(Source data)
━━━━━━━━━━━━━━━━━━━━
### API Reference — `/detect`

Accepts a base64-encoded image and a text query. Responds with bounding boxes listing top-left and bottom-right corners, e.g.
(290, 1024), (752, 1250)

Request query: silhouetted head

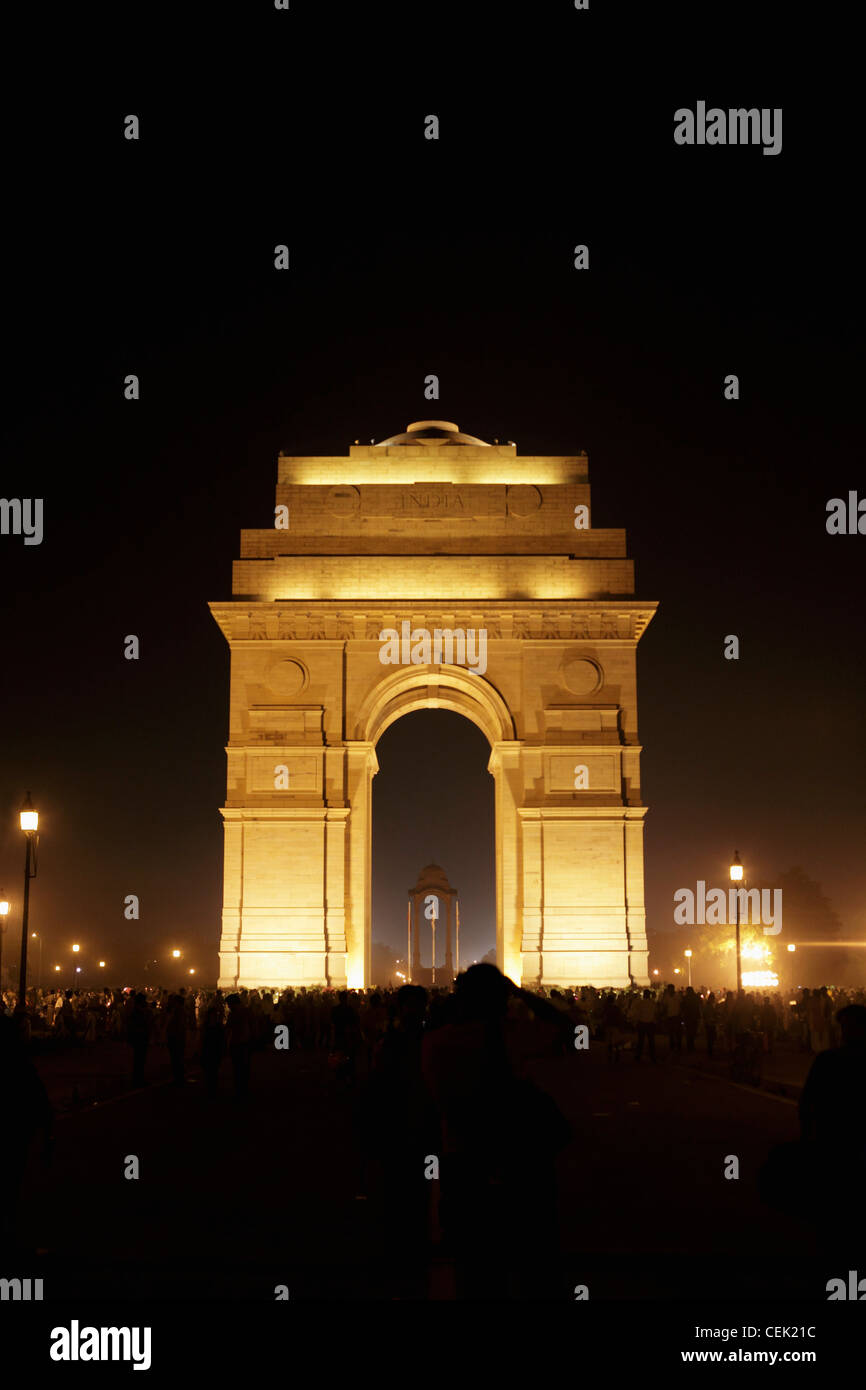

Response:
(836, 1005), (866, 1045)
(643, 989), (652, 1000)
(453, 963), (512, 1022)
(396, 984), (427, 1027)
━━━━━━━━━━━━━━━━━━━━
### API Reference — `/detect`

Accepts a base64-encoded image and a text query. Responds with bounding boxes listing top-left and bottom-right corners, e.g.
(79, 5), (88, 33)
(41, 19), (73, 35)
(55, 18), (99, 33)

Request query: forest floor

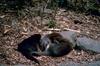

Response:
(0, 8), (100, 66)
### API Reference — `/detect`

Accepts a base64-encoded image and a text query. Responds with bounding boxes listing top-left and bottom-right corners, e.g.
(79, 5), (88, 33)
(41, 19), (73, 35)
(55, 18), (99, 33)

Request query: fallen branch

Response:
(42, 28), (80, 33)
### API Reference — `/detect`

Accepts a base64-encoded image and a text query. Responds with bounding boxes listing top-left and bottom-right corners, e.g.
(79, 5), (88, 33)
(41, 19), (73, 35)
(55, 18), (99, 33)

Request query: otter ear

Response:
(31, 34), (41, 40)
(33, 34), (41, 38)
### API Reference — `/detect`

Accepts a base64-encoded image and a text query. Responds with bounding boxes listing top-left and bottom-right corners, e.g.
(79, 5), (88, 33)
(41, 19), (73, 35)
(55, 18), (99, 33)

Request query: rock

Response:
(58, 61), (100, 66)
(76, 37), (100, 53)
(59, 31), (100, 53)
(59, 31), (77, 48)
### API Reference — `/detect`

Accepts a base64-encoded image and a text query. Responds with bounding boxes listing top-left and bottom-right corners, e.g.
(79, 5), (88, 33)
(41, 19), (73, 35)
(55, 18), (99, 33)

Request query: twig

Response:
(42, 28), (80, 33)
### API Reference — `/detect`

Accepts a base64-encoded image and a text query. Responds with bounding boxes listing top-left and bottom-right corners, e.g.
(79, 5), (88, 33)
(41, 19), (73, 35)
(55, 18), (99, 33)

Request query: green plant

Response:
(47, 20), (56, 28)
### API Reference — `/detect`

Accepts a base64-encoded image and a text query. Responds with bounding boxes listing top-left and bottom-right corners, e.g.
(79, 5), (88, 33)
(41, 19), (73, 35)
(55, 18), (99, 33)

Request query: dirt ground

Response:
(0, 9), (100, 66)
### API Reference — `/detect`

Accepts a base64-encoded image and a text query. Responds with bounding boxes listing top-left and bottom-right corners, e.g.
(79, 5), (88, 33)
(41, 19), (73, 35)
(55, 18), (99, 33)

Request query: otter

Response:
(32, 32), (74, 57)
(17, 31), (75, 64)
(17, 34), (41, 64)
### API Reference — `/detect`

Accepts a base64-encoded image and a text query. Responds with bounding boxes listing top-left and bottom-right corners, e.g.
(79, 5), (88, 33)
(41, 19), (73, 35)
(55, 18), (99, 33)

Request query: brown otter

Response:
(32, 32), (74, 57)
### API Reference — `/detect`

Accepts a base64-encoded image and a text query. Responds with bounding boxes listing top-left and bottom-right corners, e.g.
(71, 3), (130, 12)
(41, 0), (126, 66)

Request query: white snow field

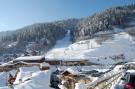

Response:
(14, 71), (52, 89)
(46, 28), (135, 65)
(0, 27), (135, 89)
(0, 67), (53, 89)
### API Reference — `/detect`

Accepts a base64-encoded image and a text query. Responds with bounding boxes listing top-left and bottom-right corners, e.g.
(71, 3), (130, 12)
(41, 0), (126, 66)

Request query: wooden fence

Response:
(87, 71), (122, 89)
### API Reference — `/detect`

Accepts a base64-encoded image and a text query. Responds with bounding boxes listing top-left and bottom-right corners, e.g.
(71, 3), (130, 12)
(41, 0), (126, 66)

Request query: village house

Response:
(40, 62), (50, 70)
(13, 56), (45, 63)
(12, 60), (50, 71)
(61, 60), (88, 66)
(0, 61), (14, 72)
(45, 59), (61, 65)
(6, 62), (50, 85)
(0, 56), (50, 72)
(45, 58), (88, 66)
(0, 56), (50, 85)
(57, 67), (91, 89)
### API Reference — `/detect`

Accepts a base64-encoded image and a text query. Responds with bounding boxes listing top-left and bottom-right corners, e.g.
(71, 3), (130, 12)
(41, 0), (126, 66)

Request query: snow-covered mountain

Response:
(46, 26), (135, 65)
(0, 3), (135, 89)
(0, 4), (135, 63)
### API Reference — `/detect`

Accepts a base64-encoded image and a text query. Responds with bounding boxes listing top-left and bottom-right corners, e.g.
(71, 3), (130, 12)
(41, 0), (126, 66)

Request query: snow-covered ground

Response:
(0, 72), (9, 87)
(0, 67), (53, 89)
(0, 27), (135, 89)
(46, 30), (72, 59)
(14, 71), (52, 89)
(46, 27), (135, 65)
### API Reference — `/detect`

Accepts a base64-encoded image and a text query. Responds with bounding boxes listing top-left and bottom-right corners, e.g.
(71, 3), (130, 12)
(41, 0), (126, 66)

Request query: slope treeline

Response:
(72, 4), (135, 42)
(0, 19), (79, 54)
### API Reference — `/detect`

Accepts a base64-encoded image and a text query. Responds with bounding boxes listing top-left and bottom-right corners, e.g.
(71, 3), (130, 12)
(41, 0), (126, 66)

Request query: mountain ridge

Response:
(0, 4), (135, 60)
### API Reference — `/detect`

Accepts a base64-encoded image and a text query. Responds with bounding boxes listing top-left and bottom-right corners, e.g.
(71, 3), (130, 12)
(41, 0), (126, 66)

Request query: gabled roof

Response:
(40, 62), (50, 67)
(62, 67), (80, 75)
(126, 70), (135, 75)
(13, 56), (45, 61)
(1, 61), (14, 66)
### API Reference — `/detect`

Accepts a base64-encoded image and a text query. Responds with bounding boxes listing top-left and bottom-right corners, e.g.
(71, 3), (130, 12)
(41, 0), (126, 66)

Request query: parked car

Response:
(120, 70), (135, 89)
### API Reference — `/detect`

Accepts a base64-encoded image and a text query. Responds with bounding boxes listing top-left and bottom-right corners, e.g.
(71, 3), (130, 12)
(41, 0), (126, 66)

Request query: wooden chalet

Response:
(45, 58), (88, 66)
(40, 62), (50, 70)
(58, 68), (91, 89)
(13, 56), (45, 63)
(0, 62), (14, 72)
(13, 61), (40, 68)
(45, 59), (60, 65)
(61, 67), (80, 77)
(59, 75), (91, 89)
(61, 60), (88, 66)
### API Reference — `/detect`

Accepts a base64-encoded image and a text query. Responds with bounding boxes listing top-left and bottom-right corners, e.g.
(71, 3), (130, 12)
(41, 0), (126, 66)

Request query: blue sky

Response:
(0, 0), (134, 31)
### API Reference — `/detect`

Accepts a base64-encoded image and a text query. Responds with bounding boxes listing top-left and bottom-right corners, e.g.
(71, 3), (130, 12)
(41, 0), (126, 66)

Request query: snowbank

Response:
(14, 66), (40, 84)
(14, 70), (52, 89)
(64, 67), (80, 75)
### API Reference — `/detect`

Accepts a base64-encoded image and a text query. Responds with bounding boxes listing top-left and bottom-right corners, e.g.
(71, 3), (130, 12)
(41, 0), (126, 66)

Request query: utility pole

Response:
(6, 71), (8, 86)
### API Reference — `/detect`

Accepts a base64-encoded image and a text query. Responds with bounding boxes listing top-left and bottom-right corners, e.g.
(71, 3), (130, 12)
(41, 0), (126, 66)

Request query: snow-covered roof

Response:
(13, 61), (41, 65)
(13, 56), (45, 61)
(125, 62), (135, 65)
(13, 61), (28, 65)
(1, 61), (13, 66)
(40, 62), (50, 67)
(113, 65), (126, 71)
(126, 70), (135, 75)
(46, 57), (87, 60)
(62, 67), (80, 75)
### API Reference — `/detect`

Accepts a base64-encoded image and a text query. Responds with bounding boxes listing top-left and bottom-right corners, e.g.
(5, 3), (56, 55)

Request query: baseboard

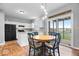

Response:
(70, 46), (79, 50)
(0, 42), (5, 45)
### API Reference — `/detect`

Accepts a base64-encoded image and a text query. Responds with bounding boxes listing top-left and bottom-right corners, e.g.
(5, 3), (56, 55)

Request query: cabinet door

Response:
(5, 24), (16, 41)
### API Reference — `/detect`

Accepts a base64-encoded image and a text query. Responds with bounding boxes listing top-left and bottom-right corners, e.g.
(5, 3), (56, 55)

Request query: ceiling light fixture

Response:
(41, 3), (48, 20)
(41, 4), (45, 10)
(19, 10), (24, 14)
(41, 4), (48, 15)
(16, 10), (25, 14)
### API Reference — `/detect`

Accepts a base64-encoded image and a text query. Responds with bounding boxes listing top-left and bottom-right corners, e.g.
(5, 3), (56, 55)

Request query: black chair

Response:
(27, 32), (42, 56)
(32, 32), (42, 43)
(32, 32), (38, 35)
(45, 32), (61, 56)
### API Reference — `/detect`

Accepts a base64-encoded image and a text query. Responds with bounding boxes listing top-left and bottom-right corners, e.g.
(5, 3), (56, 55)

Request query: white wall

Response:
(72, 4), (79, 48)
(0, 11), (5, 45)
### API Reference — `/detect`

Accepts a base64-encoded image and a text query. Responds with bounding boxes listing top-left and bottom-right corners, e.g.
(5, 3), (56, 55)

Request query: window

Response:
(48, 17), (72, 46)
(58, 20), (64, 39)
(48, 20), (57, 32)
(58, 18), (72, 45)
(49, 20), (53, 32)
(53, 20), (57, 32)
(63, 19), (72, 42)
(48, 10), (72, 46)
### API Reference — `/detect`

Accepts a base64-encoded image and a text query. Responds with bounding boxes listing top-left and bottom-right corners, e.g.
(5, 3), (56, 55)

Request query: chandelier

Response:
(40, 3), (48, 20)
━━━━━━━━━━━━━━━━━━━━
*TASK OBJECTIVE*
Wherever the string "otter" is found in the entries, copy the line it sits in.

*EXERCISE RESPONSE*
Request query: otter ear
Request query: otter
Request query: brown otter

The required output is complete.